## Source extract
-- Opening Marker --

Personal information
- Born: Amagasaki, Hyogo, Japan

Professional wrestling career
- Billed height: 5 ft 7 in (1.70 m)
- Billed weight: 176 lb (80 kg)
- Billed from: Japan
- Trained by: Kaz Hayashi; El Pantera; All Japan Pro Wrestling Dojo;
- Debut: July 15, 2012

= Andy Wu (wrestler) =

Japanese professional wrestler

Andy Wu (アンディ・ウー, Andi Ū) is a Japanese professional wrestler. He is currently performs independent circuit. He is best known for his time with Wrestle-1 and All Japan Pro Wrestling (AJPW).

-- Closing Marker --

## Action item
Translate this sentence from the wrestler profile into Spanish: "He is best known for his time with Wrestle-1 and All Japan Pro Wrestling (AJPW)." Rely only on the profile of Andy Wu above.

## Data for analysis
-- Opening Marker --

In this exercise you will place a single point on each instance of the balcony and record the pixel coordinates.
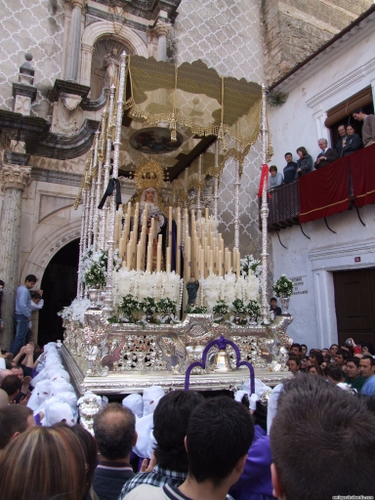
(348, 182)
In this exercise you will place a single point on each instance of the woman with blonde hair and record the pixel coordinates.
(42, 464)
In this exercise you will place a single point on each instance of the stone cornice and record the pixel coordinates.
(342, 84)
(62, 147)
(23, 128)
(68, 87)
(24, 90)
(365, 247)
(145, 9)
(162, 28)
(14, 177)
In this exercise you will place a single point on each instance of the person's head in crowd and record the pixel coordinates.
(322, 414)
(273, 170)
(305, 362)
(350, 130)
(296, 349)
(316, 358)
(14, 420)
(302, 151)
(114, 429)
(89, 448)
(359, 114)
(4, 373)
(369, 402)
(4, 400)
(352, 368)
(367, 366)
(17, 370)
(35, 297)
(288, 157)
(341, 356)
(334, 373)
(333, 349)
(218, 437)
(341, 131)
(367, 348)
(293, 364)
(315, 370)
(170, 422)
(50, 461)
(30, 281)
(11, 385)
(323, 144)
(273, 302)
(327, 358)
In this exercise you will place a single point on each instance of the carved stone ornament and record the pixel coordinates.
(71, 101)
(14, 176)
(162, 28)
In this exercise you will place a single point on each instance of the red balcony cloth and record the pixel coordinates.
(324, 192)
(362, 170)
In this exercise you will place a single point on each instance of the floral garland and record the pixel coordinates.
(248, 263)
(283, 287)
(228, 288)
(142, 284)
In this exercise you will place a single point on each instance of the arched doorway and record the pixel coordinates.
(59, 285)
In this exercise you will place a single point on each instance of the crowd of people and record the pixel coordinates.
(350, 365)
(179, 445)
(349, 142)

-- Closing Marker --

## Task output
Es más conocido por su etapa en Wrestle-1 y All Japan Pro Wrestling (AJPW).